#### DATA FOR ANALYSIS:
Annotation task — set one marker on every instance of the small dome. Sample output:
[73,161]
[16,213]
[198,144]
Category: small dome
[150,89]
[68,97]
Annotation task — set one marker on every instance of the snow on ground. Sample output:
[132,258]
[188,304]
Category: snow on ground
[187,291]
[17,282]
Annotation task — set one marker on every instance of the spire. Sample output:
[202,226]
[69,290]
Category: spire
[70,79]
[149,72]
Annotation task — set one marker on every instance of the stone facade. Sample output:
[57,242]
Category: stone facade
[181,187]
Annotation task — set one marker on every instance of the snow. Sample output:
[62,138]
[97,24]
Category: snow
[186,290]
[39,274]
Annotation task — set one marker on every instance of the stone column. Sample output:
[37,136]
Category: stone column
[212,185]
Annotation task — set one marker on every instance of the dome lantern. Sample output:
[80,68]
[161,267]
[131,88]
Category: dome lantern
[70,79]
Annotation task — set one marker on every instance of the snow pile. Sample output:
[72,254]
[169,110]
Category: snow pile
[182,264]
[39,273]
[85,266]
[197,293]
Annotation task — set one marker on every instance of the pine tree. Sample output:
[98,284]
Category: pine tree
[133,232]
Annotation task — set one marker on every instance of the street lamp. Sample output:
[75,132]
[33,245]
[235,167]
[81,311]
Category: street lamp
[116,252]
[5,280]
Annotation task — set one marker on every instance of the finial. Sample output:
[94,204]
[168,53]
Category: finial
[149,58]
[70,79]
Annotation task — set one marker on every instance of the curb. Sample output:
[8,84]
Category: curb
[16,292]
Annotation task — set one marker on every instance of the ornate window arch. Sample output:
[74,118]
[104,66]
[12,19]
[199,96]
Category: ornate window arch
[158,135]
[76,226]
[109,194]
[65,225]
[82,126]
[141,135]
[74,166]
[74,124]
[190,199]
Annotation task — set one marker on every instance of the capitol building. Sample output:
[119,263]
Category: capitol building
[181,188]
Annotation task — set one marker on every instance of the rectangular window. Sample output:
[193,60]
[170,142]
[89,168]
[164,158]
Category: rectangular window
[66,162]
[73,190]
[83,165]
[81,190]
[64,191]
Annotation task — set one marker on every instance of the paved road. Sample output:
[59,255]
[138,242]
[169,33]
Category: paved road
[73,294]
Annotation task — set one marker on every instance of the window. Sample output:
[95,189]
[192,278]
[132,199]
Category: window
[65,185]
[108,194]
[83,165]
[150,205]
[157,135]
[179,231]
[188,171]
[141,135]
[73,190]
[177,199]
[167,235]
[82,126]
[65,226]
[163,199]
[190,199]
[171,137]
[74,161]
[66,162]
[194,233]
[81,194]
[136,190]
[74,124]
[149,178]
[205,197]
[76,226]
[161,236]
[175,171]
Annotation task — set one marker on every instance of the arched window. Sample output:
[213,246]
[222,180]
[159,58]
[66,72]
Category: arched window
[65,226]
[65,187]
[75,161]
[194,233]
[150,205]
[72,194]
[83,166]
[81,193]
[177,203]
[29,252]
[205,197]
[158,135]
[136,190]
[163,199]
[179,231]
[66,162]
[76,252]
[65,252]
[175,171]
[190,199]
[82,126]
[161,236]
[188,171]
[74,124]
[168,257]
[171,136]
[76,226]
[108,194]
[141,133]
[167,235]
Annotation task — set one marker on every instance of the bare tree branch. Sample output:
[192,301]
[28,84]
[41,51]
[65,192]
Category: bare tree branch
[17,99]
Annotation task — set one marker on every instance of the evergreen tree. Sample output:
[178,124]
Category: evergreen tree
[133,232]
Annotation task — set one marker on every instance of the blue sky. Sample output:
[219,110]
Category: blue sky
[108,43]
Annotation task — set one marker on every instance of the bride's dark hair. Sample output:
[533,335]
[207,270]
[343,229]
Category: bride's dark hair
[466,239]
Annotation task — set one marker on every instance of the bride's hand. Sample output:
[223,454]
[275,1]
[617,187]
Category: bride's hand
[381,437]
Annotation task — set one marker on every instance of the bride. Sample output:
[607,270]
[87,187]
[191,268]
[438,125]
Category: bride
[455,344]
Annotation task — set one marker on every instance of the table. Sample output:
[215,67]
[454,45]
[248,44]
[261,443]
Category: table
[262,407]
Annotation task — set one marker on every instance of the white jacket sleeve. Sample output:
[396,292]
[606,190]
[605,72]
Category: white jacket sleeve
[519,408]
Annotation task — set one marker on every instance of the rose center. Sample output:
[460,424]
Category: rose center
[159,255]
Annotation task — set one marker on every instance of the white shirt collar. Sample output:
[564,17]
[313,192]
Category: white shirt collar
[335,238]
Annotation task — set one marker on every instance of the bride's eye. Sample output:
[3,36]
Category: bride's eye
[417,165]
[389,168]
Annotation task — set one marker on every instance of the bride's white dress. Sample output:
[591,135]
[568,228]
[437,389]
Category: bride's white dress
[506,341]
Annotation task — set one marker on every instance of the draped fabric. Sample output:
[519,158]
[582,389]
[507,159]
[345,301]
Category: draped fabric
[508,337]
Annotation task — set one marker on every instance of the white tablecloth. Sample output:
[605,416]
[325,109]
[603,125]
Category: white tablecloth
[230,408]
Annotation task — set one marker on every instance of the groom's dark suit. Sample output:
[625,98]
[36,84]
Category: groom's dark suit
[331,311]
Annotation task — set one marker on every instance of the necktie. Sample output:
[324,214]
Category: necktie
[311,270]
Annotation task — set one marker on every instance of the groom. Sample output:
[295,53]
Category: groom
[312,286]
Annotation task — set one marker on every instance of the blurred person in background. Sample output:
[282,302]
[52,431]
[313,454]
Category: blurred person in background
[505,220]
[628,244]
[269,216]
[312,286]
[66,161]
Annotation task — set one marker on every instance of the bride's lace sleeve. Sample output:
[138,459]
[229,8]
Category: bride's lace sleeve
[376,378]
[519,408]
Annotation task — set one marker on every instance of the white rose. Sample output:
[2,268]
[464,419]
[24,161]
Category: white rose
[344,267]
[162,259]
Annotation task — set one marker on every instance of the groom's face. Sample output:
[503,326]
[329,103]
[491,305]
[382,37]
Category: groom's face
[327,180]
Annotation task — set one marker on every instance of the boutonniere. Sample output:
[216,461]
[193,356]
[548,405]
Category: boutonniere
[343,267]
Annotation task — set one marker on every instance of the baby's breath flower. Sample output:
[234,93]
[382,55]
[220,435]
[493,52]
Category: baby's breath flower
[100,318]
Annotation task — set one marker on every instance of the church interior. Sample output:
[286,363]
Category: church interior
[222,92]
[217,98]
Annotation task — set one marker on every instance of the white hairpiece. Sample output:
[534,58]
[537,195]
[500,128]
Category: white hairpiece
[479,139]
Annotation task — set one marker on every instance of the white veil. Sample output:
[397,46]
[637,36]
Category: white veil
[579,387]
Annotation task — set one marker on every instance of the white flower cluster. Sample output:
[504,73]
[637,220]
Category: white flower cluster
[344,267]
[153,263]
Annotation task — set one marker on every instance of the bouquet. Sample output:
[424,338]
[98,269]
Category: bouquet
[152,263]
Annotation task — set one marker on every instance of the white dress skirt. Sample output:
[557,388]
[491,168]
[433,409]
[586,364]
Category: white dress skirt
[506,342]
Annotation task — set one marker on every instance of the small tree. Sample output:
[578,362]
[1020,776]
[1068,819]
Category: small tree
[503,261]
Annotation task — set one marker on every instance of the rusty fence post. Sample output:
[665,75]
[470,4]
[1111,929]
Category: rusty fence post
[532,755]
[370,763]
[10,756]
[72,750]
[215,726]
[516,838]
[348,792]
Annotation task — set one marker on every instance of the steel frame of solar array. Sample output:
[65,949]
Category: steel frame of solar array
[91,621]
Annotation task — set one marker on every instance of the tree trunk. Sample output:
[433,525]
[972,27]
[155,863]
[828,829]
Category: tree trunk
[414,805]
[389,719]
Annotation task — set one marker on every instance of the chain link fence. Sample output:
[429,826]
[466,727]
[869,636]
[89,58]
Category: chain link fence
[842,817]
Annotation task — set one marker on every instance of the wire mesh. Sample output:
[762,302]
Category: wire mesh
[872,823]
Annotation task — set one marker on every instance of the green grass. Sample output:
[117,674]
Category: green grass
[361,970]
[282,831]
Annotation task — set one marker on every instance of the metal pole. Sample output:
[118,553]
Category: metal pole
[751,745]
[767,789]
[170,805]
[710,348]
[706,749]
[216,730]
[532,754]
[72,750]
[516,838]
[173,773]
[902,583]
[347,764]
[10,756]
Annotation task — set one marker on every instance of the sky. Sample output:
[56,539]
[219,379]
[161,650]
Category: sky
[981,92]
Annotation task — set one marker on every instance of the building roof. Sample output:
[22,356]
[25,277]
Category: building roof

#### TASK ITEM:
After locating the line with "Category: metal pole", output that line and every later one exactly, through the end of the entries above.

#### ANSWER BOX:
Category: metal pole
[751,745]
[767,789]
[170,805]
[710,348]
[706,749]
[216,730]
[532,754]
[72,750]
[516,838]
[173,773]
[902,583]
[347,764]
[10,756]
Annotation task — set one marker on every instance of the sky. Sample output:
[56,539]
[219,379]
[161,650]
Category: sky
[981,92]
Annotation task — set one marker on every instance of the building roof. Sample output:
[22,356]
[25,277]
Category: building roof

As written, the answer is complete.